--- START ---

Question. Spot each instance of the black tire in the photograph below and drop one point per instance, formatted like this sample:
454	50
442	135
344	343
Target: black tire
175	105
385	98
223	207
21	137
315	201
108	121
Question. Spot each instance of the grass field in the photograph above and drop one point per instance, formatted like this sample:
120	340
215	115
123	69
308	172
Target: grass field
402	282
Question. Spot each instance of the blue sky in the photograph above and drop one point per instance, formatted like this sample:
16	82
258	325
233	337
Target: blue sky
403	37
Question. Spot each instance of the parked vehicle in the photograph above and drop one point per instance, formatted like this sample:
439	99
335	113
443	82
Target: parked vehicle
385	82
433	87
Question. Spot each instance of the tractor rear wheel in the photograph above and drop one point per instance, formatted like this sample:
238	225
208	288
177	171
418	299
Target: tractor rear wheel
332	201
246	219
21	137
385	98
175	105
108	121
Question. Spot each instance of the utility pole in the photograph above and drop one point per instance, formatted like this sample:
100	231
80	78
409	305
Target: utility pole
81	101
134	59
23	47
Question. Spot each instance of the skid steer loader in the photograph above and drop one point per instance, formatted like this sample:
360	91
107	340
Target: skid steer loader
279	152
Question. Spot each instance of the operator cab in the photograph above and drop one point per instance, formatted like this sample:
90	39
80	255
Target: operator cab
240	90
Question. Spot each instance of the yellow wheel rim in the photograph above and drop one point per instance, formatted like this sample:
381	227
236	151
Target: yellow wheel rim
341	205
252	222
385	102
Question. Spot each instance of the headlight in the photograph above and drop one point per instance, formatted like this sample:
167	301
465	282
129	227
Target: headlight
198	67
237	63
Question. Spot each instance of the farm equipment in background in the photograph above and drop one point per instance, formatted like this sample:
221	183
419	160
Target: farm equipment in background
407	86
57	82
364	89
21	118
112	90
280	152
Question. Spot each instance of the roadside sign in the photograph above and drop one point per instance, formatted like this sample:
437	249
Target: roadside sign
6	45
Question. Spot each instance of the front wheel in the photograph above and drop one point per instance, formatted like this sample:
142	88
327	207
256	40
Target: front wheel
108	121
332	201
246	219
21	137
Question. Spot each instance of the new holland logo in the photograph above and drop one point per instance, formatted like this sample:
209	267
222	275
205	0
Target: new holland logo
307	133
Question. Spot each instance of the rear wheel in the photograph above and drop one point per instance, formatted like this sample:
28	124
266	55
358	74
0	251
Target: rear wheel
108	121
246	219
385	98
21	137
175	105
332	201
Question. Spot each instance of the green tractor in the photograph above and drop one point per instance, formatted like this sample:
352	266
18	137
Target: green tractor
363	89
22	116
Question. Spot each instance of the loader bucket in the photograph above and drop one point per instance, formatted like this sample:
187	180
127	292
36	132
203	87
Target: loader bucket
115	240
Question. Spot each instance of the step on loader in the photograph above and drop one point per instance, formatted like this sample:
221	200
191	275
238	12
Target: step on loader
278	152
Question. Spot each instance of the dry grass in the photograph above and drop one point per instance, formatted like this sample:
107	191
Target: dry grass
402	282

--- END ---

» Work request:
All of the records above must be reproduced exactly.

» Expected answer:
Question. Spot each instance of the black tire in the photograph below and drop one point per instance, formatted like this sample:
454	50
442	135
344	343
Target: black tire
175	105
385	98
223	207
21	137
315	201
108	121
Question. Spot each instance of the grass field in the photograph above and drop one point per instance, formatted like this sample:
120	340
215	115
123	69
308	172
Target: grass field
402	282
Question. Spot each instance of the blue sky in the photograph above and drop one point per instance, formatted like this sample:
16	82
258	325
233	337
Target: blue sky
403	37
Question. Spot each instance of the parked vehicle in the photograph above and drop one point per instance, formatted like this sample:
439	99
335	113
443	82
Target: parked vehicle
385	82
433	87
Question. Spot each instance of the tractor rear wheel in the photograph above and drop one point per instance, formatted like this sample:
238	225
208	288
177	171
418	299
Target: tractor rear wheel
332	201
246	219
21	137
385	98
175	105
108	121
Question. Spot each instance of the utility pole in the photograph above and drop one point per instance, formatted like this sample:
100	231
80	78
409	305
Target: utility pole
81	101
134	59
23	47
Question. Spot each instance of the skid steer loader in the photograph above and drop one point per instance, formatted like this sample:
360	91
107	340
Target: skid steer loader
279	152
Question. Spot each instance of the operator cab in the photograph above and drop one point per instance, formatted like this sample:
90	39
80	255
Target: operator cab
240	90
Question. Spot each instance of the yellow wheel rim in the photograph above and drop one point per instance, formatted like this sample:
381	227
236	151
Target: yellow wheel rim
341	205
252	222
385	102
Question. Spot each instance of the headlight in the photograph above and drop one point per instance, formatted like this sample:
167	301
465	282
129	227
Target: headlight
198	67
237	63
Question. Spot each instance of the farm equipment in background in the photograph above and drop one point per instance, formatted like this sample:
221	183
419	160
Target: farm equipment in background
407	86
57	82
364	89
21	118
112	90
280	152
Question. Spot each instance of the roadside sign in the photograph above and drop one point per instance, formatted like this sample:
437	249
Target: roadside sign
6	45
Question. Spot each instance of the front wheel in the photograph above and drop one point per instance, formatted like this sample:
142	88
327	207
256	40
Target: front wheel
108	121
332	201
246	219
21	137
Question. Spot each instance of the new holland logo in the photograph above and drop one point per instance, formatted like this sample:
209	267
222	275
205	0
Target: new holland logo
307	133
Question. Spot each instance of the rear wheel in the photograph above and drop one point per instance, formatted like this sample:
28	124
266	55
358	74
0	251
Target: rear wheel
108	121
246	219
385	98
21	137
175	105
332	201
Question. Spot each instance of the green tractor in the photograph above and drop one point per instance, formatted like this sample:
352	266
18	137
Target: green tractor
363	89
22	116
Question. Spot each instance of the loader bucket in the photograph above and drop one point per instance, formatted like this sample:
187	180
127	292
36	132
203	87
Target: loader bucket
115	240
Question. Spot each instance of the step on loader in the photograph above and drop one point per instance, formatted like this sample:
221	200
191	275
238	12
Target: step on loader
278	152
Question. Spot each instance of the dry grass in the photograph above and drop one point per instance, formatted like this sample:
107	191
Target: dry grass
402	282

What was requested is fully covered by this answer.